EXERCISE BRIEF
Please write out the part of the records that opens with the line containing "[mask] steep gorge -> every instance" and closes with the line containing "261 10 L 260", both lines included, exactly as they appear.

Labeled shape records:
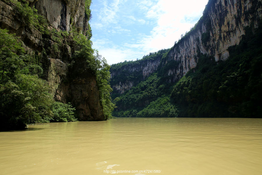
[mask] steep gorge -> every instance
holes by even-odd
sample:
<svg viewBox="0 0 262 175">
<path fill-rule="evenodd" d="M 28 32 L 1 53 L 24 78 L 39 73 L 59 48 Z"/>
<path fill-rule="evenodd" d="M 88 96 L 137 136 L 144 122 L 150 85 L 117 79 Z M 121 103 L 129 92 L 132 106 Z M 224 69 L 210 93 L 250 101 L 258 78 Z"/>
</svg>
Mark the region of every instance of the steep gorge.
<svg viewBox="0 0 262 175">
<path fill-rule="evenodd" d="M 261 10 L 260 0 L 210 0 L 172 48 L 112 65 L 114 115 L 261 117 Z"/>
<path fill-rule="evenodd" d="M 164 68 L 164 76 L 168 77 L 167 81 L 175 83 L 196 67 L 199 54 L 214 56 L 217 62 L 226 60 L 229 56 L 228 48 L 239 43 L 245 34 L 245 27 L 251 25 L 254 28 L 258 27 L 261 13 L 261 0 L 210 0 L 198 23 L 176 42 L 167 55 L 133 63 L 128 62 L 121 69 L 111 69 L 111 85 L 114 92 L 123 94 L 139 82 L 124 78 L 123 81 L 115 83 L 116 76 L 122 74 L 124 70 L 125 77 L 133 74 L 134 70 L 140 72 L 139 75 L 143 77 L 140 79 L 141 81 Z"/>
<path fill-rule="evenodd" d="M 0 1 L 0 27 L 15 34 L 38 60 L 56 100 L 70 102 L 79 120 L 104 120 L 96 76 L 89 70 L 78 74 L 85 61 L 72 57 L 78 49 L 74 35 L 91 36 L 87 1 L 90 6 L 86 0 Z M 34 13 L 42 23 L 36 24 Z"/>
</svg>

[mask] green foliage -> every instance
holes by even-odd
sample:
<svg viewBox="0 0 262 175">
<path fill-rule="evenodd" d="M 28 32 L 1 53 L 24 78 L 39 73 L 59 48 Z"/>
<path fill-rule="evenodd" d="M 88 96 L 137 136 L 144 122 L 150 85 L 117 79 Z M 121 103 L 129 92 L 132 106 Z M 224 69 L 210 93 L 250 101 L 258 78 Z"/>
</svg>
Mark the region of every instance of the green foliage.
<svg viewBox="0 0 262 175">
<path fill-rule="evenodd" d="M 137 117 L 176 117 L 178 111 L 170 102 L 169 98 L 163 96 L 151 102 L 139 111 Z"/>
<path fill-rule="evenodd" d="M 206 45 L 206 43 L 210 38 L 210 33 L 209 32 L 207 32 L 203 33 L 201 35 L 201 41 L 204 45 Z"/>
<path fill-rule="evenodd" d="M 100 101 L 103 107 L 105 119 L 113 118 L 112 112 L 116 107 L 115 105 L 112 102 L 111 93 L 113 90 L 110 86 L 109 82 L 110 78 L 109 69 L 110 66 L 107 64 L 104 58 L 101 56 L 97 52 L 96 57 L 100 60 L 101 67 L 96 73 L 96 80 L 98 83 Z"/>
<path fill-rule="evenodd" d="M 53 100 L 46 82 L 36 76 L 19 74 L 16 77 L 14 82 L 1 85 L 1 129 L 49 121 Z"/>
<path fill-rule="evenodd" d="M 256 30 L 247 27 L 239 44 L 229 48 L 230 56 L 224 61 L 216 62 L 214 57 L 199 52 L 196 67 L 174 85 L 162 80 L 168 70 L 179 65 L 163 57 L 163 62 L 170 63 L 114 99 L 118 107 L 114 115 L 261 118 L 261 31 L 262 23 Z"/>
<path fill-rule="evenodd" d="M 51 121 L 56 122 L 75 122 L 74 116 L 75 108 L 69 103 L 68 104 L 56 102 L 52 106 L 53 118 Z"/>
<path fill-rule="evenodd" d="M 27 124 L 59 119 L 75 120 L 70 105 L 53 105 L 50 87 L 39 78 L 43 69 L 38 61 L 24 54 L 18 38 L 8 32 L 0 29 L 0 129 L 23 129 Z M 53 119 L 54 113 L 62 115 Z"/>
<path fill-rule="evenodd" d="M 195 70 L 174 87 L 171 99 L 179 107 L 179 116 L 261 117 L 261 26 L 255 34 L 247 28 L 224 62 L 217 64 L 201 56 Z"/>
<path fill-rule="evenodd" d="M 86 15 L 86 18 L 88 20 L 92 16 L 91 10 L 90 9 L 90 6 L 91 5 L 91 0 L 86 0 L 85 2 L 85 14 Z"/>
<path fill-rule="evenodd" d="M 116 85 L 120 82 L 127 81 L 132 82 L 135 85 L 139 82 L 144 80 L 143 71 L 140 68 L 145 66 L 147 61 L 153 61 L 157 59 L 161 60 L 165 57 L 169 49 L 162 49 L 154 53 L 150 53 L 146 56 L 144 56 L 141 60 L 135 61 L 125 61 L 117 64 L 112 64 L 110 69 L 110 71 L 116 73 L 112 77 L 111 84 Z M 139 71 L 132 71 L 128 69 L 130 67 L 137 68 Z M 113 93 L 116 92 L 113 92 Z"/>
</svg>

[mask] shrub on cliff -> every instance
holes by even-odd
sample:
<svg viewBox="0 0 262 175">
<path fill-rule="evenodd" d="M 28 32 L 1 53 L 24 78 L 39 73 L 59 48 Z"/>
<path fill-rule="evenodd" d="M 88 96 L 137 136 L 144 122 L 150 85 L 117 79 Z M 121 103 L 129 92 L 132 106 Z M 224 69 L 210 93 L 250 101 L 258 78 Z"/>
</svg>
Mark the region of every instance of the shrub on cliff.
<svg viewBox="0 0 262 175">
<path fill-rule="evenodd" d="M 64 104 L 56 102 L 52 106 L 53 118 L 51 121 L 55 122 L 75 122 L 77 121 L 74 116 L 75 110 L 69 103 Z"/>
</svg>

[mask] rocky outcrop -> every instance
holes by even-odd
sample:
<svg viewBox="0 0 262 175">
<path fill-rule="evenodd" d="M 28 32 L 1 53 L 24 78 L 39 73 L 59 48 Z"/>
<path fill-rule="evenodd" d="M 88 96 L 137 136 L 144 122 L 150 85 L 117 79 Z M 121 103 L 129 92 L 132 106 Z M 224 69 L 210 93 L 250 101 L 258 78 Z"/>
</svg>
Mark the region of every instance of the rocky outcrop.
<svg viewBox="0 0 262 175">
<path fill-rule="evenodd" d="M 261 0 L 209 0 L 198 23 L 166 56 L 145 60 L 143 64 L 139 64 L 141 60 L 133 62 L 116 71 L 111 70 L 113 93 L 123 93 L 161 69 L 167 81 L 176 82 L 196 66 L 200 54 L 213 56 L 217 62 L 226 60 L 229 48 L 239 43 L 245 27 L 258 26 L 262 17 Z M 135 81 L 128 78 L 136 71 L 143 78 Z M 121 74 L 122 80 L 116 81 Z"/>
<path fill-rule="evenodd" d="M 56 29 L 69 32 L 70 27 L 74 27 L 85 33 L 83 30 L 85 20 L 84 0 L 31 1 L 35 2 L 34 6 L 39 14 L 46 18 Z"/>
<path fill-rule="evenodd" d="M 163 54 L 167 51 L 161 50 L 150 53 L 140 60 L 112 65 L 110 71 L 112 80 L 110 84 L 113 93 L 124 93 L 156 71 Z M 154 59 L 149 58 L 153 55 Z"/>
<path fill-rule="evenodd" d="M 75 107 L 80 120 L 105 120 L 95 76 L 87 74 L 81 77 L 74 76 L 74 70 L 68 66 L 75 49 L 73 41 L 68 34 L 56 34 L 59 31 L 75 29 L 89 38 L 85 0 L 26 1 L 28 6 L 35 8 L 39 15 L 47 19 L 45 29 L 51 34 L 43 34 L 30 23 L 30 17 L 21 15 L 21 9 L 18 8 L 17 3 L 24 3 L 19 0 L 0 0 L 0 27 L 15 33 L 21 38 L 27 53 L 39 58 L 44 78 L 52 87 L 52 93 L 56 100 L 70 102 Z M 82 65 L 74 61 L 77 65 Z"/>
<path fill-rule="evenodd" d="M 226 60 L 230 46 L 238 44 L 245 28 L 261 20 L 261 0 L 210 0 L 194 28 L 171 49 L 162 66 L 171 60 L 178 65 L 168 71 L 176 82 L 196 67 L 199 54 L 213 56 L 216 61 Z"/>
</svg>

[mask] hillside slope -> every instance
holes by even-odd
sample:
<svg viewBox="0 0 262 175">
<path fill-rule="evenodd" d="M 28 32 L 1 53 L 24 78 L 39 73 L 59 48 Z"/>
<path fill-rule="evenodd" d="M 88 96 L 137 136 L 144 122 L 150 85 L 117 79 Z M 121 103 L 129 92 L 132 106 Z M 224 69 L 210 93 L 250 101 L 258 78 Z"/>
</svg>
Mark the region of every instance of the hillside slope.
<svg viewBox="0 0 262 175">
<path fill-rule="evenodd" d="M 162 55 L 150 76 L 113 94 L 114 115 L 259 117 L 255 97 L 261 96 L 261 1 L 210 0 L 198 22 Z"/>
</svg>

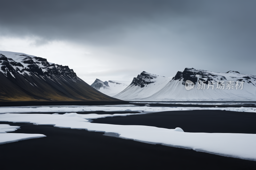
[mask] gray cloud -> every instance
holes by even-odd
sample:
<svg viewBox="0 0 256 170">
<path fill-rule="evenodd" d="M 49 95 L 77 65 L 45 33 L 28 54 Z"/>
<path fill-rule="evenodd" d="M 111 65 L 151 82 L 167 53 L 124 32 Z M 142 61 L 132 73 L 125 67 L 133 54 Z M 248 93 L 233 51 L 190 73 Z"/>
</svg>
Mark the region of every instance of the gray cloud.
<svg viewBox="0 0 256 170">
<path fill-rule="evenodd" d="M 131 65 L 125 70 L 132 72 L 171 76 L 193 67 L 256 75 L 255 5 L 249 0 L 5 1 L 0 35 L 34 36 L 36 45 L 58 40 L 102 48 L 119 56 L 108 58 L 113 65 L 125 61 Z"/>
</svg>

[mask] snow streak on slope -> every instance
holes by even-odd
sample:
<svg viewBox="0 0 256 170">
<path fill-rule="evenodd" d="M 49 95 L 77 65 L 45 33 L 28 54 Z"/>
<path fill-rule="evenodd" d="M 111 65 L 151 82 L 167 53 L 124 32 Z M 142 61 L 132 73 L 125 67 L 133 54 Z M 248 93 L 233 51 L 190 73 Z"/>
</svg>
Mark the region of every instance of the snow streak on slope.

---

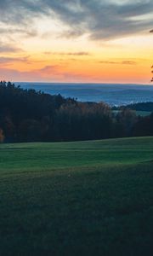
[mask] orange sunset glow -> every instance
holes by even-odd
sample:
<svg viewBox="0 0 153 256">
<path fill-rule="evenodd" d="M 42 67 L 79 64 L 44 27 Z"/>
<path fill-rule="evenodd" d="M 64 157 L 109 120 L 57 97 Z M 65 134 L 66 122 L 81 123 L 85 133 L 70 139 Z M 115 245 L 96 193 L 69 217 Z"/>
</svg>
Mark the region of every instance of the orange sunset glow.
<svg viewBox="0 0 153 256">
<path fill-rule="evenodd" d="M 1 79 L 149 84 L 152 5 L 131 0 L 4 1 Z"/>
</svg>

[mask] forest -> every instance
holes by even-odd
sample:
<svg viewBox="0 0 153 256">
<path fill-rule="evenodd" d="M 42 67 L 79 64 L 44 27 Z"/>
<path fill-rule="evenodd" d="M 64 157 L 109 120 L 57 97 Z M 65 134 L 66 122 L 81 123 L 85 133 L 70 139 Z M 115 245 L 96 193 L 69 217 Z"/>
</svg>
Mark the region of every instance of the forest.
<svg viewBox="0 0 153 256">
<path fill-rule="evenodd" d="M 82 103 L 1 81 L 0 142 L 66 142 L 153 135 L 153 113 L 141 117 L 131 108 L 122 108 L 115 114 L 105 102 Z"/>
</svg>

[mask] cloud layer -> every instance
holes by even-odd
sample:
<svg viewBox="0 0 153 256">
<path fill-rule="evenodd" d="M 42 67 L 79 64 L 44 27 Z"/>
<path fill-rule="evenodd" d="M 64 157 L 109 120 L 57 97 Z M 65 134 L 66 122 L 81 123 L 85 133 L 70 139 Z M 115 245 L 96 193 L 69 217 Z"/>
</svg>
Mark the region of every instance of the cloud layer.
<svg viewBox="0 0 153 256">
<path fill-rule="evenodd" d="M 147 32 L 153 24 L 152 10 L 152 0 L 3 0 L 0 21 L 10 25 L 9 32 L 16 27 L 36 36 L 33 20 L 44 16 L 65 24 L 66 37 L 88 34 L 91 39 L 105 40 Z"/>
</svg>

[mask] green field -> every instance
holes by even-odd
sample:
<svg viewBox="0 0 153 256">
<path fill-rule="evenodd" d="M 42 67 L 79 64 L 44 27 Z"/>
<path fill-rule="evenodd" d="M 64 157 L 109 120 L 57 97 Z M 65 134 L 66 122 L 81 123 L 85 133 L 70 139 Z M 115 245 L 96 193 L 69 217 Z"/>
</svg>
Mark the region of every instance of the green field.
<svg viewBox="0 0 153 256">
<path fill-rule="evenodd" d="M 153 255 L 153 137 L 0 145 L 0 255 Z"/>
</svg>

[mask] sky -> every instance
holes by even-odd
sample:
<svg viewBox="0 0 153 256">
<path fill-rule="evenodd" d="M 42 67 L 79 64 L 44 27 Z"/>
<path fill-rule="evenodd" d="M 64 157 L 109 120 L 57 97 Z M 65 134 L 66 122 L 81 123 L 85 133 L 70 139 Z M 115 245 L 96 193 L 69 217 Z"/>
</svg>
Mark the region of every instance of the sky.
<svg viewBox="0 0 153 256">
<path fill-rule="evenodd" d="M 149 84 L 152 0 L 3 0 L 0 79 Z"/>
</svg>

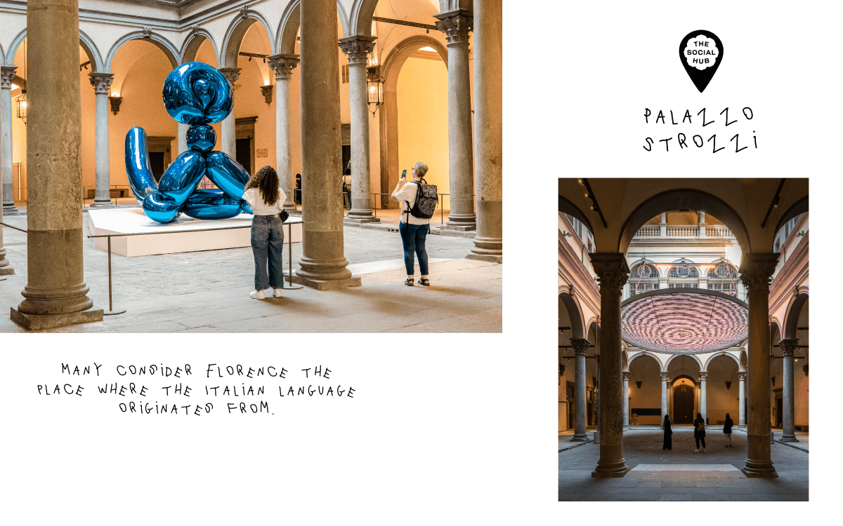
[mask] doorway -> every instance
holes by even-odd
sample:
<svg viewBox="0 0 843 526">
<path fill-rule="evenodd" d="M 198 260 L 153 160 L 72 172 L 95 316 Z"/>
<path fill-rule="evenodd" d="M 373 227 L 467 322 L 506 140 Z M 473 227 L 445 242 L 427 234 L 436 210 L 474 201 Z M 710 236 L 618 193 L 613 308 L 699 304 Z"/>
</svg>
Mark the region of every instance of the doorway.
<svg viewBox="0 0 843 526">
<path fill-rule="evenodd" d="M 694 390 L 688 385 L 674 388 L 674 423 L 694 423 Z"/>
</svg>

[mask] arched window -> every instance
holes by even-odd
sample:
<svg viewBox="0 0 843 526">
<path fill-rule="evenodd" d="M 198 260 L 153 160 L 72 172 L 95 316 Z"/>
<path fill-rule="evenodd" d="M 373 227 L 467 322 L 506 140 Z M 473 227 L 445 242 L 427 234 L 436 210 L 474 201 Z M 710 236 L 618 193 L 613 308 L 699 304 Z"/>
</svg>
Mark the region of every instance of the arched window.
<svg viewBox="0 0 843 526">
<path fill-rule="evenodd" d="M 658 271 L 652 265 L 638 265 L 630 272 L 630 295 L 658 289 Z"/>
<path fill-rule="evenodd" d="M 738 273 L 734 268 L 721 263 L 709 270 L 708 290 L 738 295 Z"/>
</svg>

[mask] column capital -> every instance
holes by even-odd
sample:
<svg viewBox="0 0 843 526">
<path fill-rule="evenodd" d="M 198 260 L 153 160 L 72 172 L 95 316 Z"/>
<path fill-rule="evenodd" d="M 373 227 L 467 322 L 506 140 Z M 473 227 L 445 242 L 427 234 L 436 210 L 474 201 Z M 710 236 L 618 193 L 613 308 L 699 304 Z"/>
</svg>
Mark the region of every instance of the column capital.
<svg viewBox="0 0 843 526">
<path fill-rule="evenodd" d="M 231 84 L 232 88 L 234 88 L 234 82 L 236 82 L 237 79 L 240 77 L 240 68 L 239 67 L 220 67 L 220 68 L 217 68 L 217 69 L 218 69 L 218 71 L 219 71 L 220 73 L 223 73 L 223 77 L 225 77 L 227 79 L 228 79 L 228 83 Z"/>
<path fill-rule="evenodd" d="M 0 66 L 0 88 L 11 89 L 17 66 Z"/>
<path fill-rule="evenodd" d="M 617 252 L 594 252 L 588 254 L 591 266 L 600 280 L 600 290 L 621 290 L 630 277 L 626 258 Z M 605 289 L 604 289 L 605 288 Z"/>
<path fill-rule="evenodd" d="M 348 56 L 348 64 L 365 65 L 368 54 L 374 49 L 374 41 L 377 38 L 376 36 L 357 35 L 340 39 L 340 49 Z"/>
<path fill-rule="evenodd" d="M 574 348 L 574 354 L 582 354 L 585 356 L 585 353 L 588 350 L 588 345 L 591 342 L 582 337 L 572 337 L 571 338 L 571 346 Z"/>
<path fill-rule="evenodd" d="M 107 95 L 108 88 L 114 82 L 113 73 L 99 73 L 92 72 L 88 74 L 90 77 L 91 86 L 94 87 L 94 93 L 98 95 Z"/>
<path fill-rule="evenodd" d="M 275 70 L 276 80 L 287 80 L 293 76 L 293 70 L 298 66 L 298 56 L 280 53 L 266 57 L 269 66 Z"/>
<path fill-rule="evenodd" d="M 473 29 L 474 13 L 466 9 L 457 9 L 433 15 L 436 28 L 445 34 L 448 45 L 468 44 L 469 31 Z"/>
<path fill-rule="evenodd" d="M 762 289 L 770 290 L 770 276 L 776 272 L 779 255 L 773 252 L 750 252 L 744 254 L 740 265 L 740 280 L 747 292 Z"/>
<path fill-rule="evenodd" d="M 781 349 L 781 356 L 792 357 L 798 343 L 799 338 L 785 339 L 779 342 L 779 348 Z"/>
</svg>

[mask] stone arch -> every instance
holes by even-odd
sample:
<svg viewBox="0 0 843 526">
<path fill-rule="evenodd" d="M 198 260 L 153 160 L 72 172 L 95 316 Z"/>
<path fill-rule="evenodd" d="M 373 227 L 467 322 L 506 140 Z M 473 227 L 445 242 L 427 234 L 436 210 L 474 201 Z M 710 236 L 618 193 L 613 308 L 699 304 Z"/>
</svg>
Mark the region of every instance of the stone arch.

---

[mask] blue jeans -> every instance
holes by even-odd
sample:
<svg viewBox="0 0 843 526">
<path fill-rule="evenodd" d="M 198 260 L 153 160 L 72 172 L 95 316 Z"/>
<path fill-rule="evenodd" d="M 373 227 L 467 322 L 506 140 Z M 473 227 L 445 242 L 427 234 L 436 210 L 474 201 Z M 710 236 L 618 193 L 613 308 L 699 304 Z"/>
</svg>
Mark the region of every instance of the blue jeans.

THE ANSWER
[mask] steep gorge -> every instance
holes by even-odd
sample:
<svg viewBox="0 0 262 175">
<path fill-rule="evenodd" d="M 28 32 L 1 53 L 24 78 L 39 73 L 59 48 Z"/>
<path fill-rule="evenodd" d="M 88 96 L 137 136 L 144 122 L 150 85 L 117 79 Z M 121 103 L 129 92 L 132 106 Z M 224 69 L 210 93 L 250 101 L 258 78 Z"/>
</svg>
Mark the region of every instance of the steep gorge.
<svg viewBox="0 0 262 175">
<path fill-rule="evenodd" d="M 261 10 L 260 0 L 210 0 L 172 48 L 112 65 L 114 115 L 261 117 Z"/>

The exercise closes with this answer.